--- START OF Provided material ---
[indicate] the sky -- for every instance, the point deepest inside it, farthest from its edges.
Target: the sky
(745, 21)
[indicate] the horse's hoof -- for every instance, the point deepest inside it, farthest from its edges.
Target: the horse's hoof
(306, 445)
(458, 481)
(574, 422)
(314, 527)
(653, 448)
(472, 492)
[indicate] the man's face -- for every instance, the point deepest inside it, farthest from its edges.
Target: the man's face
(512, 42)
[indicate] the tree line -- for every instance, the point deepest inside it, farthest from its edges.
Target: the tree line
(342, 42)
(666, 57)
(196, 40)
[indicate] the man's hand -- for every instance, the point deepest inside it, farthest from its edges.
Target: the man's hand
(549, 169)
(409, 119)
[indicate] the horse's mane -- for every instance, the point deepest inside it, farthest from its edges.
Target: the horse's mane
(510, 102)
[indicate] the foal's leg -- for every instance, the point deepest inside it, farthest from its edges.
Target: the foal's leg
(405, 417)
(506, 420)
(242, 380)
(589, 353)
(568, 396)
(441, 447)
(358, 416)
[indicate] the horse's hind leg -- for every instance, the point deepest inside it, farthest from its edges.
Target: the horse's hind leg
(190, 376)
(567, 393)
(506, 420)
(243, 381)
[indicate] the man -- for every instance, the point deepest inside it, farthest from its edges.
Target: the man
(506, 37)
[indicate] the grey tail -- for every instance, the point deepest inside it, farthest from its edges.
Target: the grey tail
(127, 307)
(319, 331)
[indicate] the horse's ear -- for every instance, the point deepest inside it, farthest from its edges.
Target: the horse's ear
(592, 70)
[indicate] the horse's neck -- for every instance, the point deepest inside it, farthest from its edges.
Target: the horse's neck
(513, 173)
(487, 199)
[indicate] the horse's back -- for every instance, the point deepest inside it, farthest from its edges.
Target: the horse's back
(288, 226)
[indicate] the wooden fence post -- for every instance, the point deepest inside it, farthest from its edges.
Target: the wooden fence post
--- END OF Provided material ---
▶ Your objective
Quote all of the entries verbatim.

▶ Solution to the problem
[indicate] the sky -- for every instance, the point deepest inside it, farthest from its edges.
Target: the sky
(745, 21)
[indicate] the horse's hoof -- for every instance, the point deepest inside it, farthest from its edges.
Target: the horse's hoof
(306, 445)
(458, 481)
(574, 422)
(314, 527)
(653, 448)
(472, 492)
[indicate] the man's face -- for every instance, the point deepest inside it, farthest from its edges.
Target: the man's face
(512, 42)
[indicate] the tree line -- for every instance, the point deepest inside it, farthest from its edges.
Target: the tree line
(342, 42)
(666, 57)
(196, 40)
[indicate] the man's hand -- for every instance, the point deepest inside it, farthest from its edges.
Target: the man's hand
(549, 169)
(409, 119)
[indicate] the horse's mane -- for every instance, the point deepest inside it, farthest from its edges.
Target: the horse's mane
(510, 102)
[indicate] the foal's leg -- for every instance, the point deepest inside it, farthest from its edges.
Target: the foal's leg
(405, 417)
(506, 420)
(242, 380)
(589, 353)
(568, 396)
(441, 447)
(358, 416)
[indicate] the horse's hind leg -- for every instance, the point deepest inside it, farthest from its edges.
Target: the horse's hind leg
(190, 376)
(567, 393)
(506, 420)
(243, 381)
[indicate] the man -- for every instance, the point deepest inside it, farthest from its edges.
Target: the man
(506, 37)
[indicate] the grey tail -- for every instance, the point deepest inside it, farthest from its edges.
Target: the grey tail
(127, 307)
(319, 331)
[indicate] the horse's ear -- for every instance, the point deepest inside it, farthest from its edges.
Target: the horse's ear
(592, 70)
[indicate] the horse's neck -- for every instance, the point deepest inside it, farthest from its edges.
Target: the horse's neck
(513, 173)
(487, 199)
[indicate] the horse's back -- for every instance, the point deepest inside it, farthest from its edges.
Target: the horse's back
(288, 226)
[indicate] the wooden fence post -- for every instance, the point deepest inside it, farthest from its edges.
Target: the wooden fence post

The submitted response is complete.